## CHALLENGE
Express the data from the line containing "Can you see the gabled" through the end of the data, both ends included, as a JSON list of strings with one string per line and blank lines omitted.

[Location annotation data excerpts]
▬▬▬

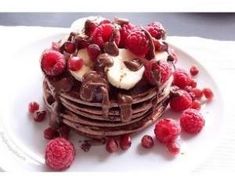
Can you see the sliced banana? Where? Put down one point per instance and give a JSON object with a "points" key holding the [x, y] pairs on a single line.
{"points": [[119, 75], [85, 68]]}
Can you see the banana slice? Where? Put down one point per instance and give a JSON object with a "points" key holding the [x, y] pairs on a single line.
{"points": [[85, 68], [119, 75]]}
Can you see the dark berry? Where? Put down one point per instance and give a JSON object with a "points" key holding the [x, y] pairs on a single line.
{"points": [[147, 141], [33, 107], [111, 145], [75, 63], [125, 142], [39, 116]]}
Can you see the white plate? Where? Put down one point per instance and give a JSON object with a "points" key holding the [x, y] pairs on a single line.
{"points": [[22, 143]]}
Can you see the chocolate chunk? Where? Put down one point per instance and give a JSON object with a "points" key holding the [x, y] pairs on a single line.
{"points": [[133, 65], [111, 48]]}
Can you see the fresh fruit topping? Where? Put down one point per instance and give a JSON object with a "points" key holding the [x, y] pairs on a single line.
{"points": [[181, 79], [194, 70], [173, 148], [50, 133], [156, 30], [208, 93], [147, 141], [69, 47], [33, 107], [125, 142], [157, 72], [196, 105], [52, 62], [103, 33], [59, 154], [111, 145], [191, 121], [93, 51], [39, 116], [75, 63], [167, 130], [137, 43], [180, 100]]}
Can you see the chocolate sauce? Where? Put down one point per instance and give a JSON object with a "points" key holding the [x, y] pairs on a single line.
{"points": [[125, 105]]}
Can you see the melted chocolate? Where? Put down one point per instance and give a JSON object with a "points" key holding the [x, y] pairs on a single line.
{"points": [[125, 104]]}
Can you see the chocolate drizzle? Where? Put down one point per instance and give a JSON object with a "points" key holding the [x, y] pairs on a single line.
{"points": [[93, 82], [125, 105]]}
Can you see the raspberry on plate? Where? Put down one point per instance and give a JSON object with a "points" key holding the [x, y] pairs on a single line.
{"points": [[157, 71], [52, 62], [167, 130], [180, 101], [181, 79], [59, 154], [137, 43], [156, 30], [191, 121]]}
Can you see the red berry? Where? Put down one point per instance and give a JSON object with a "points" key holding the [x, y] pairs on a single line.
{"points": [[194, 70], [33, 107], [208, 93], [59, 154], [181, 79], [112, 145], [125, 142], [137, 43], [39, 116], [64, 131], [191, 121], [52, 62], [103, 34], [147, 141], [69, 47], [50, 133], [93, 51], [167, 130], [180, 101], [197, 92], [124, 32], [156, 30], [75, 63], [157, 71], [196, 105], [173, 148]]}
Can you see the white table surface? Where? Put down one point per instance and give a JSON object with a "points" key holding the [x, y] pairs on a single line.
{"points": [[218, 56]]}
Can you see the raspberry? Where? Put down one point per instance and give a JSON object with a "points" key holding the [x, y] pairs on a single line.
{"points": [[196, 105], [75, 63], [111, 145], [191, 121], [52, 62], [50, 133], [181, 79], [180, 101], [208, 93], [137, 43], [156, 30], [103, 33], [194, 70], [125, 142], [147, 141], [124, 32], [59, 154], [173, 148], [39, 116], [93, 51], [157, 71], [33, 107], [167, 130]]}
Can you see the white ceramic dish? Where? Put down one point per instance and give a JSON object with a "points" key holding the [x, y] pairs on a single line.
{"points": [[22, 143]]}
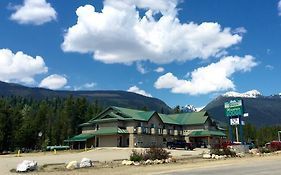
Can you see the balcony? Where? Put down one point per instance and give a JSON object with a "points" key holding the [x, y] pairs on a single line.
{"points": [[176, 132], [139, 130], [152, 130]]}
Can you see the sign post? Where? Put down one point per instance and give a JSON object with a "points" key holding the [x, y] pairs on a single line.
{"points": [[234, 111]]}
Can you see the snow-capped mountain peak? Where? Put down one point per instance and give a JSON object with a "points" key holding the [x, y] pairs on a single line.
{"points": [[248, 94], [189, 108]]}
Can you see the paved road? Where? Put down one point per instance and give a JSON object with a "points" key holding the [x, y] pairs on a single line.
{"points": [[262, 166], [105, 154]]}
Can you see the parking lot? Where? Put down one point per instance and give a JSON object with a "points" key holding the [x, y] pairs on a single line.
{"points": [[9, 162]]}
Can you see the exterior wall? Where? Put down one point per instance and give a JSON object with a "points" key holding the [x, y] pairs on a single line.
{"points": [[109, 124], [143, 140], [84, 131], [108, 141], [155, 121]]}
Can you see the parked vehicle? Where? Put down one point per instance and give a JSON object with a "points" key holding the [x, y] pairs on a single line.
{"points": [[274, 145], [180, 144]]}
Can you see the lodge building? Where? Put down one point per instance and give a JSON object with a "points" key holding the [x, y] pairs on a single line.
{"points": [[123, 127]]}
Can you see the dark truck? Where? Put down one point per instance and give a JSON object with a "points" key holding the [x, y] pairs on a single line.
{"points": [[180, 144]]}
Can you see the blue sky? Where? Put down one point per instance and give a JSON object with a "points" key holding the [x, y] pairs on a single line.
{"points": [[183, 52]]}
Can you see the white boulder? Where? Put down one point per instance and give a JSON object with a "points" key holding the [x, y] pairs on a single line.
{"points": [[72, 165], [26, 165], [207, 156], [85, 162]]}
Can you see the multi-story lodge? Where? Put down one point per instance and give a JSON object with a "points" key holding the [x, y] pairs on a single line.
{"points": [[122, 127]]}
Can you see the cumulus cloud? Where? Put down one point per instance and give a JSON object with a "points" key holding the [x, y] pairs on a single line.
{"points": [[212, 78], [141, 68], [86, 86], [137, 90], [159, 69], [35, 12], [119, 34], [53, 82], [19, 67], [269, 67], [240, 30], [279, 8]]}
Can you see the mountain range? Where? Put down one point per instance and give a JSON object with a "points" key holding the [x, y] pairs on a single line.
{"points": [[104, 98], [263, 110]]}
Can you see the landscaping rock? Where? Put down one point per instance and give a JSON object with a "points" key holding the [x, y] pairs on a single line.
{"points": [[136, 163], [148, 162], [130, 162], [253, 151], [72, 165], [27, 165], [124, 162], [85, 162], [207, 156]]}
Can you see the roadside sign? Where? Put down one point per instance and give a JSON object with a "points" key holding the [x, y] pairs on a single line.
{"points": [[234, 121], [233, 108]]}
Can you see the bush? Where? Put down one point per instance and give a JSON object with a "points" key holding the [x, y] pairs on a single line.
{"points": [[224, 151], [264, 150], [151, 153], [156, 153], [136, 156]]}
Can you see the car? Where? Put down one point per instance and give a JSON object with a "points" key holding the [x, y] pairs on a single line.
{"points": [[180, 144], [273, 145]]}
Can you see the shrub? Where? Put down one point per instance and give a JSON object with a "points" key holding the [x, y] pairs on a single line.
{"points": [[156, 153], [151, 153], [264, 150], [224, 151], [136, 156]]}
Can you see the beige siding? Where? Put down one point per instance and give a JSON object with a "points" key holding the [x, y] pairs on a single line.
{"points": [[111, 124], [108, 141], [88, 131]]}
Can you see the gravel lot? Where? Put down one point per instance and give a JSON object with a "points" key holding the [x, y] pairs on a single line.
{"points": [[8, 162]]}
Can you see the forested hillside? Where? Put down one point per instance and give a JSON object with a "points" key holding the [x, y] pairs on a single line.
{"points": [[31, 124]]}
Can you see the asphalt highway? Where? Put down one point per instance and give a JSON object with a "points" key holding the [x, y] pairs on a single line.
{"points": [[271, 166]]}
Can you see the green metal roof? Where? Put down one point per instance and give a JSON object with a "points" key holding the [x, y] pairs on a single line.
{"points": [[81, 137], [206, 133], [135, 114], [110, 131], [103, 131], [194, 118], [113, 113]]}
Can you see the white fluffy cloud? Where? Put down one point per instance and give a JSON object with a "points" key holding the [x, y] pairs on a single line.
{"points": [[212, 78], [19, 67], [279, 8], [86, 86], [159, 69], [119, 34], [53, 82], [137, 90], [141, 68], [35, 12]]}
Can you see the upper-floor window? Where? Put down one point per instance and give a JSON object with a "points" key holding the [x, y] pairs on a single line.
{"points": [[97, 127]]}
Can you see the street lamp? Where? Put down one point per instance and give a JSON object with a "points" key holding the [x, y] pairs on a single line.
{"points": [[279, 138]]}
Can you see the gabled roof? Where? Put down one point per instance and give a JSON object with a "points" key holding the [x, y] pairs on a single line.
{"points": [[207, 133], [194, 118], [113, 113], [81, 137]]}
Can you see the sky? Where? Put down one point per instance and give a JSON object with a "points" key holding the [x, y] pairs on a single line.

▬▬▬

## WRITTEN RESPONSE
[
  "Can you see the gabled roof? Where? Put down one point per instance and give a JSON object with a \"points\" key holding the [x, y] pairs on a single line.",
  "{\"points\": [[207, 133], [194, 118], [113, 113], [81, 137]]}",
  "Can you see the sky? Where? Put down one point per instance and give a JSON object with a \"points\" key holding the [x, y] pairs on a single line."
]